Tasks to perform ::
A. According to the journal club text, how many sessions were designed and how long was each one?
B. Carry on the journal club text from the point after its last sentence.

Extracted text ::
The objective was to develop and implement a journal club educational module for paramedic training programs, which is all-inclusive and could be distributed to Emergency Medical Services (EMS) educators and EMS medical directors to use as a framework to adapt to their program.
Four two-hour long journal club sessions were designed. First, the educator provided students with four types of articles on a student-chosen topic and discussed differences in methodology and structures. Next, after a lecture about peer-review, students used search engines to verify references of a trade magazine article. Third, the educator gave a statistics lecture and critiqued the results section of several articles found by students on a topic. Finally, students found an article on a topic of personal interest and presented it to their classmates, as if telling their paramedic partner about it at work. Before and after the series, students from two cohorts (2017, 2018) completed a survey with questions about demographics and perceptions of research. Students from one cohort (2017) received a follow-up survey one year later.

[Natural-language object grounding data]
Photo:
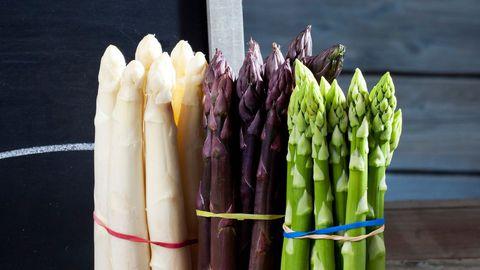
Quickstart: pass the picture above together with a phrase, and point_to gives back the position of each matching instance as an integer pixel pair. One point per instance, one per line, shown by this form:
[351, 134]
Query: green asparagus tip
[324, 87]
[339, 51]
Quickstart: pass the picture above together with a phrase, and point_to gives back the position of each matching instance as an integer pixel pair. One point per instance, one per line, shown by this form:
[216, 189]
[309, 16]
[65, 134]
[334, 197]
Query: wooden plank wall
[431, 48]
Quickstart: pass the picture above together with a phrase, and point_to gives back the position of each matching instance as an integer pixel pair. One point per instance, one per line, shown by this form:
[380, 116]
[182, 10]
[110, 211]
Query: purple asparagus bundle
[252, 93]
[222, 189]
[266, 239]
[328, 63]
[301, 46]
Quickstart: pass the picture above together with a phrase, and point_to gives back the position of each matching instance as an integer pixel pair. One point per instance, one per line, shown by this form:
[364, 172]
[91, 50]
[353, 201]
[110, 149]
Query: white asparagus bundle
[190, 141]
[181, 55]
[165, 206]
[126, 197]
[112, 65]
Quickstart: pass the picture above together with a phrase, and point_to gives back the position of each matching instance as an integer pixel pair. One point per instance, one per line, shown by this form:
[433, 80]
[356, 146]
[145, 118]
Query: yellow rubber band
[238, 216]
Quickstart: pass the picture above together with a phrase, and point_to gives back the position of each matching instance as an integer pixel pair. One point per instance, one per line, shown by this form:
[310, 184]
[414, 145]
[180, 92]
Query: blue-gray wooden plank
[422, 36]
[405, 187]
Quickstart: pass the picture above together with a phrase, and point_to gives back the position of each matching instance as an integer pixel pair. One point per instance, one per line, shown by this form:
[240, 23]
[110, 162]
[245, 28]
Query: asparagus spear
[273, 61]
[217, 66]
[384, 120]
[354, 253]
[126, 196]
[298, 250]
[190, 138]
[148, 49]
[292, 142]
[165, 205]
[323, 250]
[111, 69]
[337, 124]
[301, 46]
[222, 193]
[254, 48]
[271, 171]
[182, 53]
[328, 63]
[251, 92]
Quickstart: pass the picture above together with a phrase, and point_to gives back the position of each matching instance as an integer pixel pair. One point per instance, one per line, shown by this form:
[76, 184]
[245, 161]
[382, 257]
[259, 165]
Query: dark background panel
[46, 206]
[49, 57]
[50, 52]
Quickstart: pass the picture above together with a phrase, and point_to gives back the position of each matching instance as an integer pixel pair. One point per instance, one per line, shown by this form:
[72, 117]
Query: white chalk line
[47, 149]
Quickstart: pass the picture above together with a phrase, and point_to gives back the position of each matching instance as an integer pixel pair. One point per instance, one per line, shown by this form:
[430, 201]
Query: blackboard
[49, 57]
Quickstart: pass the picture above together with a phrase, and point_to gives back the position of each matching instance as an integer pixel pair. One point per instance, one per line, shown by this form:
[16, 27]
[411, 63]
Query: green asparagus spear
[354, 253]
[298, 250]
[337, 124]
[322, 256]
[383, 121]
[337, 121]
[292, 107]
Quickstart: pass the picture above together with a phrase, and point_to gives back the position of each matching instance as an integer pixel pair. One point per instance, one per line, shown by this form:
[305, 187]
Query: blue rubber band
[330, 230]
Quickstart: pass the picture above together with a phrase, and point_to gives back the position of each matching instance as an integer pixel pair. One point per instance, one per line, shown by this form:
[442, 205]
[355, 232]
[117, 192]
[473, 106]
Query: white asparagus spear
[165, 206]
[181, 55]
[148, 49]
[112, 65]
[126, 197]
[190, 142]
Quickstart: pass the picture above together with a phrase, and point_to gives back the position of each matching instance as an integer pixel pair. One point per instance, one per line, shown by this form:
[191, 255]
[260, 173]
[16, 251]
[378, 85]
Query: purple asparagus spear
[266, 238]
[222, 188]
[301, 46]
[251, 92]
[328, 63]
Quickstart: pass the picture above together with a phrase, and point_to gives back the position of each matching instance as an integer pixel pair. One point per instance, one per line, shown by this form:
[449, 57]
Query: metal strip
[225, 30]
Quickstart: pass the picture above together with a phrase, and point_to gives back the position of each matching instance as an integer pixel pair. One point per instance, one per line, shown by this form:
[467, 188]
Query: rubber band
[326, 233]
[238, 216]
[137, 239]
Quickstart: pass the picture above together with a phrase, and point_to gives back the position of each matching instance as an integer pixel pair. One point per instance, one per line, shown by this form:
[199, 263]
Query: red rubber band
[137, 239]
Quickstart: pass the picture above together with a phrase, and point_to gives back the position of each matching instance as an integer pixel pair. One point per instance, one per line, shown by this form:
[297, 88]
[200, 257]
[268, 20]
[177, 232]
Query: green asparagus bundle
[328, 63]
[252, 93]
[354, 253]
[386, 127]
[271, 171]
[215, 69]
[299, 199]
[323, 250]
[222, 189]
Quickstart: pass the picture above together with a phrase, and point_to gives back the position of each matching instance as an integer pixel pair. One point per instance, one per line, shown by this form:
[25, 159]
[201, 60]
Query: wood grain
[441, 122]
[463, 264]
[412, 36]
[431, 230]
[403, 187]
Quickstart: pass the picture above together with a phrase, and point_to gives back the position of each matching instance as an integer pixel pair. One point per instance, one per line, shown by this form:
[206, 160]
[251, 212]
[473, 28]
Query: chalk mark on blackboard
[47, 149]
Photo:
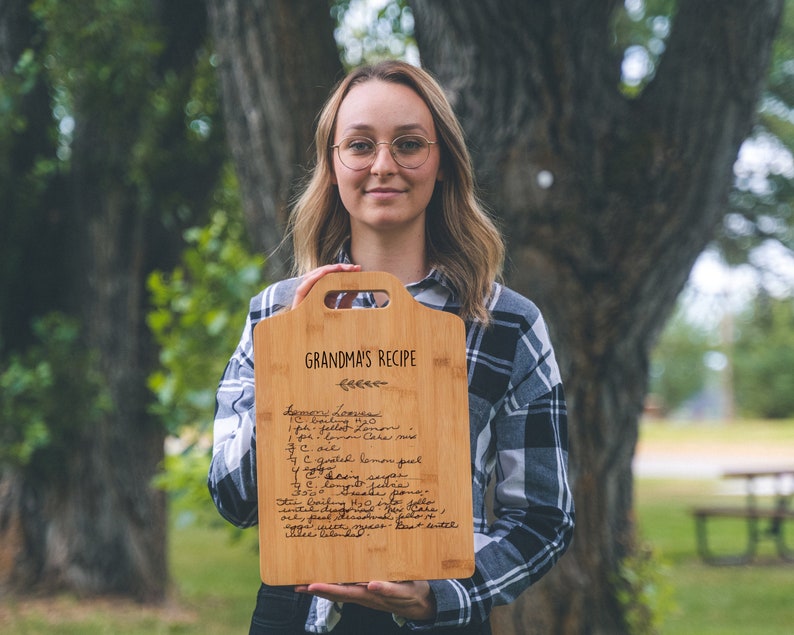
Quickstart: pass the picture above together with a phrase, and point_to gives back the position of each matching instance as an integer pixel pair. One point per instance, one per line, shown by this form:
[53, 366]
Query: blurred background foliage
[198, 306]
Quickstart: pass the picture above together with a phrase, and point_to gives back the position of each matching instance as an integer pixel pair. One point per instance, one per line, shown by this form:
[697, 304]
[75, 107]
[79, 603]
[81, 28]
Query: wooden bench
[754, 518]
[774, 517]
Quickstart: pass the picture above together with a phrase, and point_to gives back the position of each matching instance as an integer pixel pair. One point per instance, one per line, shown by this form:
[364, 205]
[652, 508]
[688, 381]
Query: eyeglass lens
[409, 151]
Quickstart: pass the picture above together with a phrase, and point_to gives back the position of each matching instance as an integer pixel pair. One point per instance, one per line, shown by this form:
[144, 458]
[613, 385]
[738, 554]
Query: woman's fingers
[311, 278]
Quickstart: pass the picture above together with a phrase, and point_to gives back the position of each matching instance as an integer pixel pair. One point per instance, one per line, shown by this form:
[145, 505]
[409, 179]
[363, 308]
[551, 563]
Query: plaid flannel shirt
[518, 424]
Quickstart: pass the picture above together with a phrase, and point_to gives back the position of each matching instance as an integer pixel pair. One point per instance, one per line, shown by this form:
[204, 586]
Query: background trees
[106, 155]
[608, 180]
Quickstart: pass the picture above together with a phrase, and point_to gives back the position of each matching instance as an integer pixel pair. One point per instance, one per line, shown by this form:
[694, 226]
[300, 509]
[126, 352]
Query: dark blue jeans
[281, 611]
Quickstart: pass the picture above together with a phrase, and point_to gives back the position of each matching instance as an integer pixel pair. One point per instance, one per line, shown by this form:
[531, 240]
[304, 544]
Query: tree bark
[638, 187]
[278, 61]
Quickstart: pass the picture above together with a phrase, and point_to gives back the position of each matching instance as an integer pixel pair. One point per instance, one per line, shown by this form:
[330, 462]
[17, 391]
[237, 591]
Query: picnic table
[762, 520]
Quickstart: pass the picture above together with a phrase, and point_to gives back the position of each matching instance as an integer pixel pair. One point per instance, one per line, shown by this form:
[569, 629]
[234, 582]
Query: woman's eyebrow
[402, 128]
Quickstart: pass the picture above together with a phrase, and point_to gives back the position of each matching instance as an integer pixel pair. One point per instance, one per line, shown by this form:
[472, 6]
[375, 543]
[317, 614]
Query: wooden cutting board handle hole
[333, 299]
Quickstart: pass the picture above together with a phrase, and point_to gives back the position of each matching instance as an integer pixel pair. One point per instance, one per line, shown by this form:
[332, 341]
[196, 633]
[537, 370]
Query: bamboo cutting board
[363, 461]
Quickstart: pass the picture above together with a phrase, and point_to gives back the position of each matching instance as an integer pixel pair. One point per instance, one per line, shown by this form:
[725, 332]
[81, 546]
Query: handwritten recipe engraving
[337, 493]
[363, 457]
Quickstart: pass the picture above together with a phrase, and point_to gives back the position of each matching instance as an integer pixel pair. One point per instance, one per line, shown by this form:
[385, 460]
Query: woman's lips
[383, 192]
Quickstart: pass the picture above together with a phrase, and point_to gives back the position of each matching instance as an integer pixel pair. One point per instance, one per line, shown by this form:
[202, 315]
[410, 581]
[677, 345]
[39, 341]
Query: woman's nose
[384, 162]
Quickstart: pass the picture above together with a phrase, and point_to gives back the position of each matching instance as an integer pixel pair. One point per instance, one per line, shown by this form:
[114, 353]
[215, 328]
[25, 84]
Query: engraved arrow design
[351, 384]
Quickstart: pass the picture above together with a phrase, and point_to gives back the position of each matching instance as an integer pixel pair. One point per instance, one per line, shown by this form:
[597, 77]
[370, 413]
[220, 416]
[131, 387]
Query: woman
[392, 190]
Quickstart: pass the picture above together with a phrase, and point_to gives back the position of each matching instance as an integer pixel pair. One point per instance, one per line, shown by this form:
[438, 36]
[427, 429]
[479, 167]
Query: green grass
[754, 599]
[215, 580]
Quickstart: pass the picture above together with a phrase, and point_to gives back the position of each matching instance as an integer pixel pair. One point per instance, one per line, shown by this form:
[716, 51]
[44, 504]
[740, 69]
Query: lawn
[215, 579]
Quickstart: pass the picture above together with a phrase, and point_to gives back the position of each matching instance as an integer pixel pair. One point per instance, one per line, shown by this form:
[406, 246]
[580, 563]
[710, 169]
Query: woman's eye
[360, 146]
[410, 145]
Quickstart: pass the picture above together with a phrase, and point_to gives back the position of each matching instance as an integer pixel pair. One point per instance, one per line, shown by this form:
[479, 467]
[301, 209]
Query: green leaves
[197, 312]
[48, 394]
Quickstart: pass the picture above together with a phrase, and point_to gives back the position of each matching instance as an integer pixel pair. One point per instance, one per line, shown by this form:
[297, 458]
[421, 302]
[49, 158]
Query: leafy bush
[48, 393]
[644, 590]
[198, 310]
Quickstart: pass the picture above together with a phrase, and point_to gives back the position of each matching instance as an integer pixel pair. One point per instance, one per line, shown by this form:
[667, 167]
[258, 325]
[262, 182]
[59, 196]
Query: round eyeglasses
[408, 151]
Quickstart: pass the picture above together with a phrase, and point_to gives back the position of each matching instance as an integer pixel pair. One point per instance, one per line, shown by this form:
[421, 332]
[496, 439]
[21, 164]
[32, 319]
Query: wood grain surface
[362, 427]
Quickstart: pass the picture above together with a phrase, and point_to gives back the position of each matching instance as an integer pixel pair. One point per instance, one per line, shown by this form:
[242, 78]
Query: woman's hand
[412, 600]
[309, 280]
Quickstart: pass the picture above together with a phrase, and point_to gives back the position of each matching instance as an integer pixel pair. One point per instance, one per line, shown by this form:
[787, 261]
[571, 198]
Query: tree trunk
[607, 202]
[278, 61]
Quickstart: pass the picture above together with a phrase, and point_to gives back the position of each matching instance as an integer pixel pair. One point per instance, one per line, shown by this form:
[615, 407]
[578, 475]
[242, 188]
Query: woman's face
[385, 197]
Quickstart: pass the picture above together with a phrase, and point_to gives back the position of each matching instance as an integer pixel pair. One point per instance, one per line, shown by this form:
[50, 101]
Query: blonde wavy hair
[462, 239]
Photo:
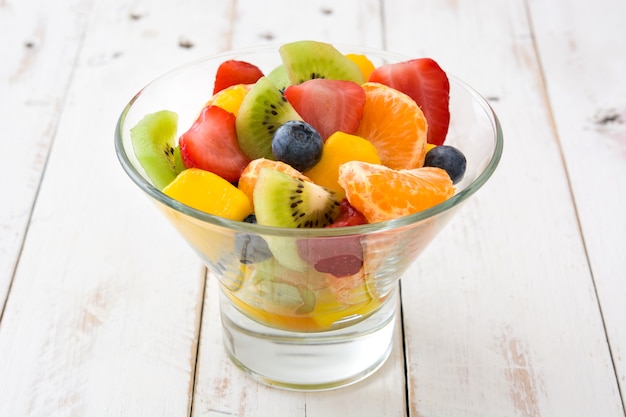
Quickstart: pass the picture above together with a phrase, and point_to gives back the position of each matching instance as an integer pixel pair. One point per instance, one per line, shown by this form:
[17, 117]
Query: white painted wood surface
[105, 311]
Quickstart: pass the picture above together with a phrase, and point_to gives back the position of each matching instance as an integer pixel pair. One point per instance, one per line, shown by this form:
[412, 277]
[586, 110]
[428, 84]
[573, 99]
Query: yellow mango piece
[365, 65]
[230, 98]
[208, 192]
[339, 148]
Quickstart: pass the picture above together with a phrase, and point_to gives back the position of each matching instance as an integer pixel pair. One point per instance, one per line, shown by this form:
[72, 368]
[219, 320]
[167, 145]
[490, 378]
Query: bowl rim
[240, 226]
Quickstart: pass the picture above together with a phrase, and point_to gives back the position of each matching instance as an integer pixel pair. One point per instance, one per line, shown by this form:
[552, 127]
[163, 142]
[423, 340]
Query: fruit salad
[323, 140]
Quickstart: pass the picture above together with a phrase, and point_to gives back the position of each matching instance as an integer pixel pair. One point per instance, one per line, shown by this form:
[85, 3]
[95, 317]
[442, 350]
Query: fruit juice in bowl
[308, 178]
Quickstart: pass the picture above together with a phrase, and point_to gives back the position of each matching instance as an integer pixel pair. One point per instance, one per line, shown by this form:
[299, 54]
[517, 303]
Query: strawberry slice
[234, 72]
[340, 256]
[425, 82]
[211, 144]
[348, 215]
[328, 105]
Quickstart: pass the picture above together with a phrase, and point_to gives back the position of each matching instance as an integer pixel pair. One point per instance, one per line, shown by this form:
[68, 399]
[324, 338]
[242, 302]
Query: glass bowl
[284, 322]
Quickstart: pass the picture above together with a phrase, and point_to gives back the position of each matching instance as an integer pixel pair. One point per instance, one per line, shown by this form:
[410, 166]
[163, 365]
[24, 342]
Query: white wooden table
[517, 309]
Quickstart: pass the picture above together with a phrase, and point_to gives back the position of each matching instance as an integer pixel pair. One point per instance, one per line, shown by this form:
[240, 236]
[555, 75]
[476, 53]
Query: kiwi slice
[286, 201]
[305, 60]
[154, 142]
[278, 76]
[262, 111]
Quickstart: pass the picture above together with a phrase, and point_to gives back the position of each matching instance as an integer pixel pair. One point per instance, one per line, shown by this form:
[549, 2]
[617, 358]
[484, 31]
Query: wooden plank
[221, 389]
[583, 56]
[510, 326]
[38, 45]
[104, 311]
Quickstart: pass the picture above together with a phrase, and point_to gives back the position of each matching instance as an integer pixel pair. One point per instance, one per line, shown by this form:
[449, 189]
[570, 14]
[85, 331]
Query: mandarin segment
[395, 125]
[382, 193]
[363, 62]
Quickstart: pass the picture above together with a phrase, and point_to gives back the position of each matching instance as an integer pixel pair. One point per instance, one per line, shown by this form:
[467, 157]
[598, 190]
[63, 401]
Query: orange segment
[395, 124]
[230, 98]
[365, 65]
[381, 193]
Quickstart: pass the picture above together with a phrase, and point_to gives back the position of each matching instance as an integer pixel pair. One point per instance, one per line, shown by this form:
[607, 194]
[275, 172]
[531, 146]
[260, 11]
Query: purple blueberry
[449, 159]
[298, 144]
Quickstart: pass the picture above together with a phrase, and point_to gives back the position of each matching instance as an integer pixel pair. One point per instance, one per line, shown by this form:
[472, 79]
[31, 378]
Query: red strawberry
[328, 105]
[348, 216]
[233, 72]
[211, 144]
[425, 82]
[339, 256]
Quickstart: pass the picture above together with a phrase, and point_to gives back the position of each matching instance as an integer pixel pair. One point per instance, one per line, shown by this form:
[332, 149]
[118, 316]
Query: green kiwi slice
[154, 142]
[285, 201]
[278, 76]
[262, 111]
[305, 60]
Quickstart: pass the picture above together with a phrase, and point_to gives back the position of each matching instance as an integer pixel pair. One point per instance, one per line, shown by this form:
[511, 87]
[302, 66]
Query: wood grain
[590, 121]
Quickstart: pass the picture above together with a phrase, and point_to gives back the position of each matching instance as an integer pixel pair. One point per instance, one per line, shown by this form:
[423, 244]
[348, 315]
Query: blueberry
[298, 144]
[449, 159]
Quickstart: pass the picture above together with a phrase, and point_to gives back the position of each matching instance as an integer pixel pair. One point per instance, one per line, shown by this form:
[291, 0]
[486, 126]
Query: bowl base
[309, 361]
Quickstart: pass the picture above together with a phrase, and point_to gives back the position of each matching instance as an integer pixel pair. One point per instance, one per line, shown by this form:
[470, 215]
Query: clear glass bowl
[285, 323]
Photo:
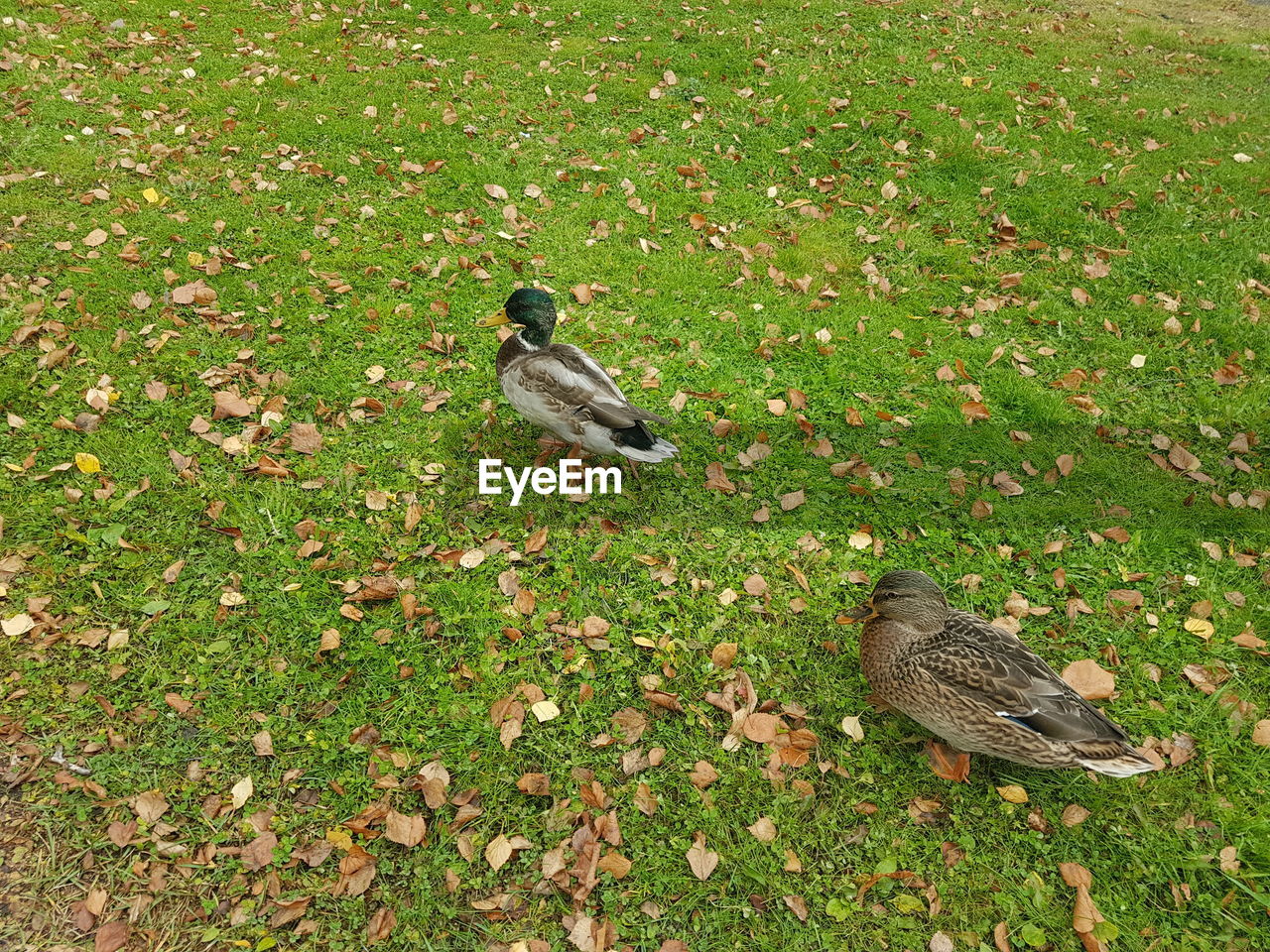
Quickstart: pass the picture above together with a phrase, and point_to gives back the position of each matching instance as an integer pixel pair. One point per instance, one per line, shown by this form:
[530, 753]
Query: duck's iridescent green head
[531, 308]
[534, 309]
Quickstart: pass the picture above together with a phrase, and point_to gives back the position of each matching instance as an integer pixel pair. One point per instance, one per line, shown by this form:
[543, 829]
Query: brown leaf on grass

Answer section ::
A. Four sessions were designed, each two hours long.

B.
For the 2016 cohort, 13 students participated and provided qualitative feedback. For the 2017 and 2018 cohorts, 33 students participated. After the series, there was an increased self-reported ability to find, evaluate, and apply medical research articles, as well as overall positive trending opinions of participating in and the importance of prehospital research. This ability was demonstrated by every student during the final journal club session. McNemar’s and Related-Samples Cochran’s Q testing of questionnaire responses suggested a statistically significant improvement in student approval of exceptions from informed consent.
The framework for this paramedic journal club series could be adapted by EMS educators and medical directors to enable paramedics to search for, critically appraise, and discuss the findings of medical literature.